In a way, NVME is a bit of a 'look at my amazing low latency and crazy sequential bandwidth' when it comes to most folk. It won't make your computer suddenly run crazy-fast nor will it make your games or web-browsing faster. However for serious creators, ie video editing of 4k/8k footage, NVME makes one hell of a difference once you start working with a fair few layers of raw footage on a timeline, but saying that, even then you can still manage with good old sata if you don't mind the odd lag here and there when timeline scrubbing.

Tech these days especially, is like today's modern cars... most mid to top-end cars are pushing 0-60mph at close to supercar levels, most modern cars are more efficient though some give you crazy performance with the acceptance that they aren't exactly fuel-efficient... but look, you can still jump into your old jelopa and she will still take you wherever you want... not the best of comparisons, but I'm sure there are chaps out there still running scsi320 setups with ide drives.

DATA SEGMENT -
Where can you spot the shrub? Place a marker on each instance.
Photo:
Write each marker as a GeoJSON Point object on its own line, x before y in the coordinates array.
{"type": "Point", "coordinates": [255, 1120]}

WRITTEN EXERCISE 1 - Please quote the post on NVMe drives, the stretch from "Tech these days" through "with ide drives.".
WRITTEN EXERCISE 2 - Translate this sentence from the post on NVMe drives into Spanish: "It won't make your computer suddenly run crazy-fast nor will it make your games or web-browsing faster."
The lines have nothing to do with the post on NVMe drives.

ANSWER 1 -
Tech these days especially, is like today's modern cars... most mid to top-end cars are pushing 0-60mph at close to supercar levels, most modern cars are more efficient though some give you crazy performance with the acceptance that they aren't exactly fuel-efficient... but look, you can still jump into your old jelopa and she will still take you wherever you want... not the best of comparisons, but I'm sure there are chaps out there still running scsi320 setups with ide drives.

ANSWER 2 - No hará que tu computadora funcione de repente rapidísimo ni hará que tus juegos o la navegación web sean más rápidos.